#### Material for this exercise ####

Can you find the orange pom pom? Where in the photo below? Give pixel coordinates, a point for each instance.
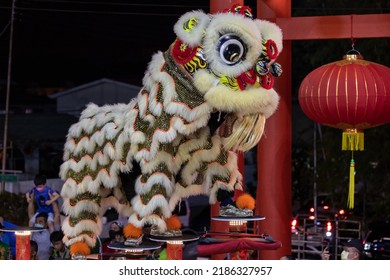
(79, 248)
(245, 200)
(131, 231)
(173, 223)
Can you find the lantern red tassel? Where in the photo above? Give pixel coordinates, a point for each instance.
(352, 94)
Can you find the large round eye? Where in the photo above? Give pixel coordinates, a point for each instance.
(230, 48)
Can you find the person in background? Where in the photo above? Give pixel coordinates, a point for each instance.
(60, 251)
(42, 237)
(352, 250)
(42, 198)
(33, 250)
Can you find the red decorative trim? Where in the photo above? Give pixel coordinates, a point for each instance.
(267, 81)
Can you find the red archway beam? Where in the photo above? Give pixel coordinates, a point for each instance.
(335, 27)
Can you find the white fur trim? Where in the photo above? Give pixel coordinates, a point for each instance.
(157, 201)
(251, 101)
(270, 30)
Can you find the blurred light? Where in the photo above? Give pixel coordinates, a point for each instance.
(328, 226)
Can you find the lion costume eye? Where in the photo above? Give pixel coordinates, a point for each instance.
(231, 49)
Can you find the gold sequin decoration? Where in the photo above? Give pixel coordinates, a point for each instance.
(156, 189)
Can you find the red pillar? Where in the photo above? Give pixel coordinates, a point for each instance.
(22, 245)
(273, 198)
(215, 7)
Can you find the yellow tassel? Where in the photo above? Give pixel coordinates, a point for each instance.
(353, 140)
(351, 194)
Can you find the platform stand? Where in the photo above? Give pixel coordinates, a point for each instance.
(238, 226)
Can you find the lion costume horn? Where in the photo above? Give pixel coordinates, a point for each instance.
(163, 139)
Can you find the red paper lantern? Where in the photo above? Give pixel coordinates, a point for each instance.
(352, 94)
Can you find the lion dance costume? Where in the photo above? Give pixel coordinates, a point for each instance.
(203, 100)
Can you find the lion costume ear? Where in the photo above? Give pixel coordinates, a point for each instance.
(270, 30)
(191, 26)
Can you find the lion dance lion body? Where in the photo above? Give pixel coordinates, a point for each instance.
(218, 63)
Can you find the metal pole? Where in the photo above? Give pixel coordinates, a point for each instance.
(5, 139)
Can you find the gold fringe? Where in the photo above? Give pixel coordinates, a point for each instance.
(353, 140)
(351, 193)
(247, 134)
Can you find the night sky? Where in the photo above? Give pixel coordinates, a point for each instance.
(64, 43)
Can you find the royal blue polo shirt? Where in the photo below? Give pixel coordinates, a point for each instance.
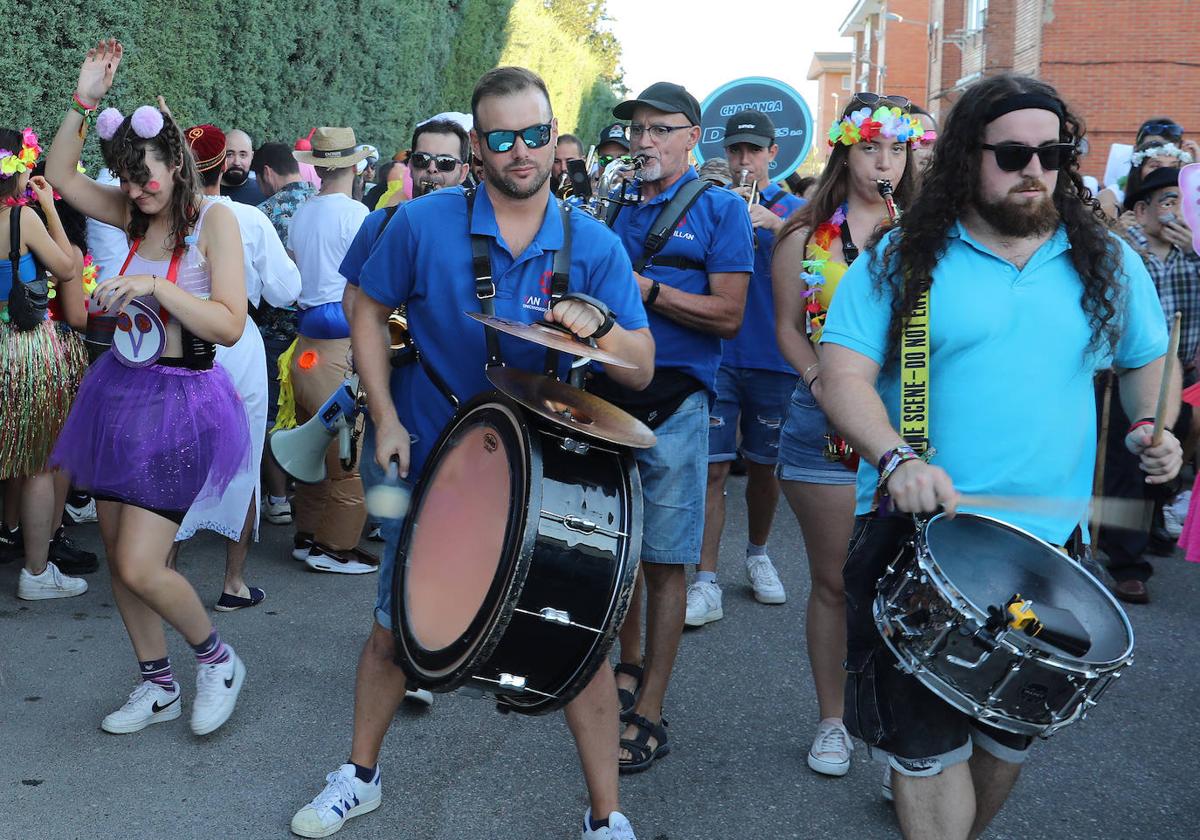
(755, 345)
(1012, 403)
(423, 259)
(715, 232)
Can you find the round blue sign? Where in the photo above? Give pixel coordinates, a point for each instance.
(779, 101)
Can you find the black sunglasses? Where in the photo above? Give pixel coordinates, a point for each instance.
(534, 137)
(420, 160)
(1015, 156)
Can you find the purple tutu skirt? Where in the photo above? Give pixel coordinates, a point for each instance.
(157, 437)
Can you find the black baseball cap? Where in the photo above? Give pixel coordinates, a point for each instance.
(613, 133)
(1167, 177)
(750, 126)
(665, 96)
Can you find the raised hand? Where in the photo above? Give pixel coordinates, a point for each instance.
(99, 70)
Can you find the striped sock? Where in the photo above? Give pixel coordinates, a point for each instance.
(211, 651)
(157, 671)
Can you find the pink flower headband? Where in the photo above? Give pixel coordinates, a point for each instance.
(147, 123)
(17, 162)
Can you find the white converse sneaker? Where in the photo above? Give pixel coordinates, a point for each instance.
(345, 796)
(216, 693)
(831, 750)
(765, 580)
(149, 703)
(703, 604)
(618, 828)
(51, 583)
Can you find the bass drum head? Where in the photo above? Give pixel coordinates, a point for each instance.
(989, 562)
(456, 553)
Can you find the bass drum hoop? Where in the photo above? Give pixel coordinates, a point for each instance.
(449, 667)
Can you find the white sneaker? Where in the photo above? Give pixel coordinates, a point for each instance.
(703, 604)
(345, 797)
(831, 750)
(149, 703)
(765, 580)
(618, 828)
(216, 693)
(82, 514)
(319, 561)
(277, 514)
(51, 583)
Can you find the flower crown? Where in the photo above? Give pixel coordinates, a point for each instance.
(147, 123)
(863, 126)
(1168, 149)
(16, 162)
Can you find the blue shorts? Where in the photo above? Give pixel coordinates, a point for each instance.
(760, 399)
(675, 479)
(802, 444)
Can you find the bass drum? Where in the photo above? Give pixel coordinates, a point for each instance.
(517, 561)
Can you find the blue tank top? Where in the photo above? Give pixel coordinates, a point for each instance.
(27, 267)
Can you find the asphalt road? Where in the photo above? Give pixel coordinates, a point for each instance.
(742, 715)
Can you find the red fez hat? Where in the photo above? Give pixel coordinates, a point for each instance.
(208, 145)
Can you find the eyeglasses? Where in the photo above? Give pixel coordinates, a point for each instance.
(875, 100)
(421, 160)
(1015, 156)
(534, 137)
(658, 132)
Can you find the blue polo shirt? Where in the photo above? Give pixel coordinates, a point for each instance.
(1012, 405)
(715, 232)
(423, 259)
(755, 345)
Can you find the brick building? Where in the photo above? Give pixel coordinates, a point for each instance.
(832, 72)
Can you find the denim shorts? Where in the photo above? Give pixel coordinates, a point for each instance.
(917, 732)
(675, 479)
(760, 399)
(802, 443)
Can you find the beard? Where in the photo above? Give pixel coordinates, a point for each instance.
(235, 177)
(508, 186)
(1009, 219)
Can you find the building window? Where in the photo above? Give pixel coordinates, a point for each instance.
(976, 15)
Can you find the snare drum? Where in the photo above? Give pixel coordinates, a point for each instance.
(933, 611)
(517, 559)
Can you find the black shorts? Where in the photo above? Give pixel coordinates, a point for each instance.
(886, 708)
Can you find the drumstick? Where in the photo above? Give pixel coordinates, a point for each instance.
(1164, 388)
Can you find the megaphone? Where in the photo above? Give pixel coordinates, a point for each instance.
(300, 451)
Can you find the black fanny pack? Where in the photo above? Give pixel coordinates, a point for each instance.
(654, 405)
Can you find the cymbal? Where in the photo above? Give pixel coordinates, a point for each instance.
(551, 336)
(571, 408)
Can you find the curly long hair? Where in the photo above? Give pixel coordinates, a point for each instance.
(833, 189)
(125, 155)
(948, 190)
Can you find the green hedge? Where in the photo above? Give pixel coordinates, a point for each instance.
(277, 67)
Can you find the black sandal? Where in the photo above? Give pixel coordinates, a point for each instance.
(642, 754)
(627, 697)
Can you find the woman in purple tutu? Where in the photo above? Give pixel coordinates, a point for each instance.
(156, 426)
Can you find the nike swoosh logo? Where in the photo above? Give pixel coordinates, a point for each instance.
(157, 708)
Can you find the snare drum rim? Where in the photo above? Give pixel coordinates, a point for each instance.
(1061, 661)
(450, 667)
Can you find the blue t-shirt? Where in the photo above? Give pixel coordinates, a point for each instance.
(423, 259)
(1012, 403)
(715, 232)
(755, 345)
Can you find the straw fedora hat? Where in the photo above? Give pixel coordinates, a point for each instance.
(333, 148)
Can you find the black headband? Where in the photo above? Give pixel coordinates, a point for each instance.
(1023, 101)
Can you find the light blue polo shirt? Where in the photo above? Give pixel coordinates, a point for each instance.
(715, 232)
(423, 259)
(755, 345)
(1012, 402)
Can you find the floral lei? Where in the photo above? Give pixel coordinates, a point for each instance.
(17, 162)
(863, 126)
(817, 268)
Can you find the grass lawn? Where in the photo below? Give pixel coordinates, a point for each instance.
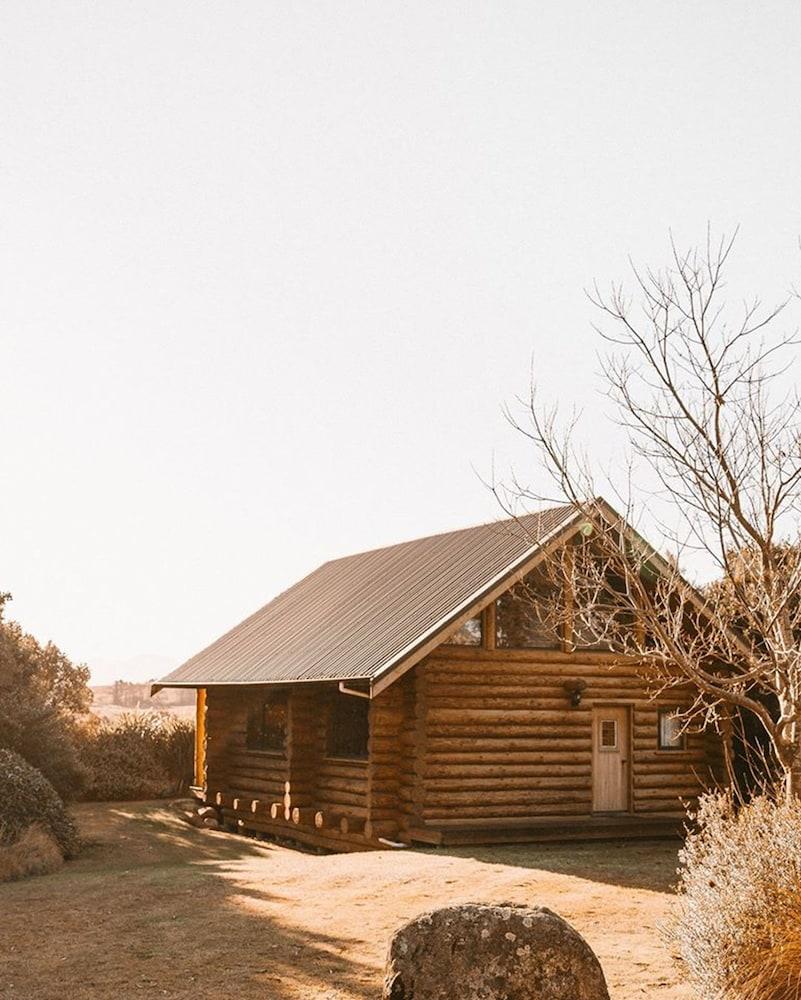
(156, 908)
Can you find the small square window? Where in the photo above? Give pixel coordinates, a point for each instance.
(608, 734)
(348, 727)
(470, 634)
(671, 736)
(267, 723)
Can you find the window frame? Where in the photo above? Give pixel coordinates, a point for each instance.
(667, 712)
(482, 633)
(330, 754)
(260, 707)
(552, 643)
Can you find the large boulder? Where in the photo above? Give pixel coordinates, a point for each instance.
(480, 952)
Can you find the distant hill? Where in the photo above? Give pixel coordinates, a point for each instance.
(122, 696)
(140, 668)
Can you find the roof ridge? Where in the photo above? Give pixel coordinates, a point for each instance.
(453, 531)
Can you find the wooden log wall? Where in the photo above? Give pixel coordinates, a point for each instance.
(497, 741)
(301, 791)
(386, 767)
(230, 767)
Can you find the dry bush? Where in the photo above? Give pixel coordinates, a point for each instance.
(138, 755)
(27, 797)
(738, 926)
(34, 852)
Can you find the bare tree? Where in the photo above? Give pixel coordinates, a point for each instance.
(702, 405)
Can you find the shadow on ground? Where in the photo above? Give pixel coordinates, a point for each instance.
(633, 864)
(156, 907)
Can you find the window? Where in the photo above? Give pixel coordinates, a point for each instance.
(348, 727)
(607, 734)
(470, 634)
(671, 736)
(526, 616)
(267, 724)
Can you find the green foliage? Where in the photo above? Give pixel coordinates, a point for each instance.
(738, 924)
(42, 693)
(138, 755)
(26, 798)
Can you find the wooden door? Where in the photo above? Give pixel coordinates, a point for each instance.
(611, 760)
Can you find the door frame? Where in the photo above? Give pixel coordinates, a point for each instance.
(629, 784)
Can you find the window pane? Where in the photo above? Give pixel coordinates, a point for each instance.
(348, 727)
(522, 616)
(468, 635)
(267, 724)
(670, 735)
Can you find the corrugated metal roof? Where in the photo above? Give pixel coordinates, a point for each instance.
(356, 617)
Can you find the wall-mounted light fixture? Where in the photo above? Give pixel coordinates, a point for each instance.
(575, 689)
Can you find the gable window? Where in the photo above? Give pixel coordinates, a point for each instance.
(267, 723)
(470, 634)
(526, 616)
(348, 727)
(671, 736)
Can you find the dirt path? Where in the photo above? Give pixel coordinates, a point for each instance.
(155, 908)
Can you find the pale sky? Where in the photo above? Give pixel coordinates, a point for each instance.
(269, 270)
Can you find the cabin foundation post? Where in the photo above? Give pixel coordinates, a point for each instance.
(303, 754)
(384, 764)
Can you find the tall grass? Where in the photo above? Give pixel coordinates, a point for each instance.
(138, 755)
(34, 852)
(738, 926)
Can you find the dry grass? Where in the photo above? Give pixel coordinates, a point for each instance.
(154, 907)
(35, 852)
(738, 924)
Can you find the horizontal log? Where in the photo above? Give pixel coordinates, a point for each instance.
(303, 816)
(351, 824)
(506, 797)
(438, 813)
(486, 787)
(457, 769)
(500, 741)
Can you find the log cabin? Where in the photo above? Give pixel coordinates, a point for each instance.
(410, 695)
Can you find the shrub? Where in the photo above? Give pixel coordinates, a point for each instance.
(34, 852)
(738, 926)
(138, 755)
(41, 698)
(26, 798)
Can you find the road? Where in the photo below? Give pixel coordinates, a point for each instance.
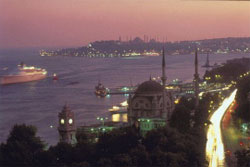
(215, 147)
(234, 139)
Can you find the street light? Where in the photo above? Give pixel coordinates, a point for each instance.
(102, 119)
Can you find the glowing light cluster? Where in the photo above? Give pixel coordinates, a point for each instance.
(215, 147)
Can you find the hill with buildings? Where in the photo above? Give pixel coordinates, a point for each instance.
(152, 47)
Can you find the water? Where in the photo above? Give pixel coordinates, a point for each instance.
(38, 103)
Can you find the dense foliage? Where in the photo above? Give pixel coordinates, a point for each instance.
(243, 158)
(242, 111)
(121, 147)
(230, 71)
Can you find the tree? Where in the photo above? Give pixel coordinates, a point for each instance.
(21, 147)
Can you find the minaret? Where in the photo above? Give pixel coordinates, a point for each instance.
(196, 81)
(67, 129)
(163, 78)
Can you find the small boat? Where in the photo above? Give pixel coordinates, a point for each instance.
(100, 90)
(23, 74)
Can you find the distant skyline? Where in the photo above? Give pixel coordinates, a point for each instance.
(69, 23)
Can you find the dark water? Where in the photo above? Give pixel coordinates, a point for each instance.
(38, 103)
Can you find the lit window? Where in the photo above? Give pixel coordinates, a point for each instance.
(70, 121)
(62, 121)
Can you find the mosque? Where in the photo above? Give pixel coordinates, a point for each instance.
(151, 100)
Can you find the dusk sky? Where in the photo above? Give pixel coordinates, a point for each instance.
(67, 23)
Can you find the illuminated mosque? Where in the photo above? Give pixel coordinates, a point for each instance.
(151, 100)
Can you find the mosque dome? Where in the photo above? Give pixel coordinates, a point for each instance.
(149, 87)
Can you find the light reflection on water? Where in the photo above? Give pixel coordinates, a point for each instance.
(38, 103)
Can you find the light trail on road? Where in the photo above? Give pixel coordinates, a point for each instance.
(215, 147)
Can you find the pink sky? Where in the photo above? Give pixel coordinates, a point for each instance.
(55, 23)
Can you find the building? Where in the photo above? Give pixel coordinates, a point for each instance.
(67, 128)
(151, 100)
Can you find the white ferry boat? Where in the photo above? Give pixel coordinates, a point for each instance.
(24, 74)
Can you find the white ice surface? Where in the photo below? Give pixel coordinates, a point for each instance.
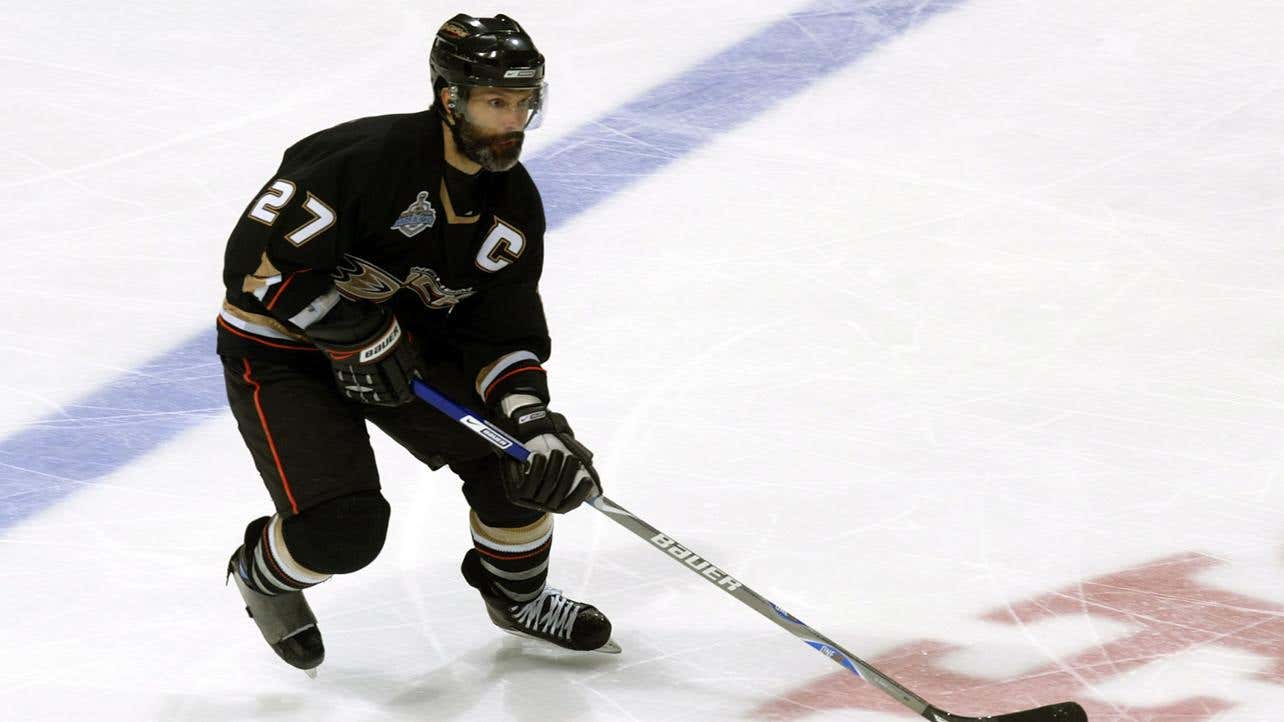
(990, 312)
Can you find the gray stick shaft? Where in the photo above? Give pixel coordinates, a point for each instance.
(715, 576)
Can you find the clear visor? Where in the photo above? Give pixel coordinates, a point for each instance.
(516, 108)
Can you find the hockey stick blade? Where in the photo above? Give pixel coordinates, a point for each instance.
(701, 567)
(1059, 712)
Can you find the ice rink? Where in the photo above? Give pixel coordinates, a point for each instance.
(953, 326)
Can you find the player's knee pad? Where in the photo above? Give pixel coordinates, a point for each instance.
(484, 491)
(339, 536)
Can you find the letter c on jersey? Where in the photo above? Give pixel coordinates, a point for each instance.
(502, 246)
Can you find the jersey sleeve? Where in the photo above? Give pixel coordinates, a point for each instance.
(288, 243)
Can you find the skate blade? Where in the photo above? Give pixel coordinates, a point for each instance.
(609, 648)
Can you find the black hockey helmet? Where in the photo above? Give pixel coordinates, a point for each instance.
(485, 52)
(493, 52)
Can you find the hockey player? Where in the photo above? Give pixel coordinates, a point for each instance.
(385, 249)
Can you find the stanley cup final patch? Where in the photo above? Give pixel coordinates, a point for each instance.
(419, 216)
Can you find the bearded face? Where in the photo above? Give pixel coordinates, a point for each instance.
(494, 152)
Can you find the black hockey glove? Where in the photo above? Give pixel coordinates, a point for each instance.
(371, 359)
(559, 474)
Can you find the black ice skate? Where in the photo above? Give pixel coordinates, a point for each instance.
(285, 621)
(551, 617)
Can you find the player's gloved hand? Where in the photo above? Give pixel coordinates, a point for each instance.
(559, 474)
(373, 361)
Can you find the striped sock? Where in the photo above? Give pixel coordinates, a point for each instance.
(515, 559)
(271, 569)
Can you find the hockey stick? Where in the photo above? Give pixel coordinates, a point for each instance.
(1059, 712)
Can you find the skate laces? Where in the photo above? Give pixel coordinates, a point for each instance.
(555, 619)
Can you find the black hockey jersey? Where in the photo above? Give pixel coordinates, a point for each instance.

####

Rewrite the stretch of the listing from the line containing "Can you find the skate laces?" through the end of the listing as a JSON list of strings, with one string per line and blank lines omitted.

Finished task
[
  "Can you find the skate laces? Where in the photo above? Give pixel coordinates, a point for each instance.",
  "(555, 619)",
  "Can you find the black hockey jersey? Where in the photo above? Give pixel coordinates, a point for each instance."
]